**EXERCISE DATA:**
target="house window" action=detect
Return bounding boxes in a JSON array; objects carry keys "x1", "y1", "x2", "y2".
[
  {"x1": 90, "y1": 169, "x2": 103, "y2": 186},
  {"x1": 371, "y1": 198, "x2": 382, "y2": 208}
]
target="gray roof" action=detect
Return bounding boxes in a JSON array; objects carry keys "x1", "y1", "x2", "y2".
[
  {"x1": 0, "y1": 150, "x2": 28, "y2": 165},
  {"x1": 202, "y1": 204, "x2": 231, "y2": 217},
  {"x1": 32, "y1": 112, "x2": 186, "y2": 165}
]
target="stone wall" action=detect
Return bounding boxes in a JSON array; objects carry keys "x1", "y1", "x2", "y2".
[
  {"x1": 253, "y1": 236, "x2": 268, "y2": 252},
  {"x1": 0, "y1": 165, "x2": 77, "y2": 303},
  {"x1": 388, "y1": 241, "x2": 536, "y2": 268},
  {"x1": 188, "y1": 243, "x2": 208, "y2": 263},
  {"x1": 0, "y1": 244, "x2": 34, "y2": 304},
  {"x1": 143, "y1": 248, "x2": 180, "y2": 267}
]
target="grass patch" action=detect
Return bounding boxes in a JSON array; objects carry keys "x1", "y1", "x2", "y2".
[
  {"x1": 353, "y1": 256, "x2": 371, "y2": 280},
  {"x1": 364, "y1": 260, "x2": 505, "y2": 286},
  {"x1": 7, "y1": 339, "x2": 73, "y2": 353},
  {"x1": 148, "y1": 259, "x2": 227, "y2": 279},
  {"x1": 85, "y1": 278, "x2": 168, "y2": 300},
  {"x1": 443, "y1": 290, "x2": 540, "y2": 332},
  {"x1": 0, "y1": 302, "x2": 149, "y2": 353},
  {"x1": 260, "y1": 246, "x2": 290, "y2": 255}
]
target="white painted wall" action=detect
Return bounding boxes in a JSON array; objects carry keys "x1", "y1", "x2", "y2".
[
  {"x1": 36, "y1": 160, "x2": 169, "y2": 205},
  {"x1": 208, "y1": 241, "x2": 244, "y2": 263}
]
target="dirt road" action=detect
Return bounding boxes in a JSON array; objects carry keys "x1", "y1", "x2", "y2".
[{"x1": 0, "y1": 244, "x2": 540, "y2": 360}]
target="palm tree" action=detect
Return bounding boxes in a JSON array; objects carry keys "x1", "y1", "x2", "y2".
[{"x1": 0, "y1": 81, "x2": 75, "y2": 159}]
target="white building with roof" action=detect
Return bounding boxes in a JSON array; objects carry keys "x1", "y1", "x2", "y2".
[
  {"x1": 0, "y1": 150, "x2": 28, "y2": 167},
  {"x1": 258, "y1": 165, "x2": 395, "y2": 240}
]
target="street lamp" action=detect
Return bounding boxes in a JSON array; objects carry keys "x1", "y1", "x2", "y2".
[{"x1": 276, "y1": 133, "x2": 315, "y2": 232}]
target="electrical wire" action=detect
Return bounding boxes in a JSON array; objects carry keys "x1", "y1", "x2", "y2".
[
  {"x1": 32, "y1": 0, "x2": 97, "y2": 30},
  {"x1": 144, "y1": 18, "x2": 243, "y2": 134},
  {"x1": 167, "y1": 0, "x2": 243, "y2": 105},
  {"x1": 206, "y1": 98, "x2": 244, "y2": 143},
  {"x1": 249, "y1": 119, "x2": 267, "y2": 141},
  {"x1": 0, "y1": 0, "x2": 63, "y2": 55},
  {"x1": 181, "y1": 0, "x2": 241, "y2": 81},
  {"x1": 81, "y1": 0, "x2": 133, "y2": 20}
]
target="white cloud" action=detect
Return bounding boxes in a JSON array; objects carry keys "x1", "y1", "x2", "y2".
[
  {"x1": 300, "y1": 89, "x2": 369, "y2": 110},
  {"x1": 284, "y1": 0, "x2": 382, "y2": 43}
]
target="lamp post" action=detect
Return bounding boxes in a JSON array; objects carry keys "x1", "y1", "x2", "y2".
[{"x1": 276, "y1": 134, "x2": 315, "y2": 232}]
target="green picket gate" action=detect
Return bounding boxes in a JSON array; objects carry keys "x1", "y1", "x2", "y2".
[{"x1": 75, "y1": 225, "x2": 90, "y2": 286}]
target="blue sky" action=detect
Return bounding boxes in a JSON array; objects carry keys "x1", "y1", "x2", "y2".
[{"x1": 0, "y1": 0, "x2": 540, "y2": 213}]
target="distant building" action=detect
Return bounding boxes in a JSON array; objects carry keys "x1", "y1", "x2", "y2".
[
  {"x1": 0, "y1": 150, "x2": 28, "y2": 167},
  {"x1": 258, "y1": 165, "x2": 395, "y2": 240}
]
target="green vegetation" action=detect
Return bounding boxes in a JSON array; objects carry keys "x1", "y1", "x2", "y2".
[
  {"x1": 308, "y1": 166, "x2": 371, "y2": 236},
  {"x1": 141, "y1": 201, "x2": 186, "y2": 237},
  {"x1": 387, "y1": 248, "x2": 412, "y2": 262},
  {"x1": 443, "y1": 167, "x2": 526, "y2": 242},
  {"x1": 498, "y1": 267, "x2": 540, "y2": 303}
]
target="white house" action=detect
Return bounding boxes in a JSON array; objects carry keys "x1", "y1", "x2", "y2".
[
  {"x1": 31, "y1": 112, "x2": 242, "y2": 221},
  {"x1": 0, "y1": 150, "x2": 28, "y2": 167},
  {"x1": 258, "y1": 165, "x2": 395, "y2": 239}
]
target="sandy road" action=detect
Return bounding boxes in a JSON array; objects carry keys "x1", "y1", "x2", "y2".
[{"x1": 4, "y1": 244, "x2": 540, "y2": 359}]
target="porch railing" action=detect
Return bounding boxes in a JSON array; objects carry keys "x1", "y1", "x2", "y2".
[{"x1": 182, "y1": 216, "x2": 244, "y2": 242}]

**AIM OF THE EXERCISE:** Pull out every line of the items above that contains the word "green".

**OUTPUT FOR THIS EXERCISE:**
target="green picket gate" action=detect
target="green vegetation" action=detect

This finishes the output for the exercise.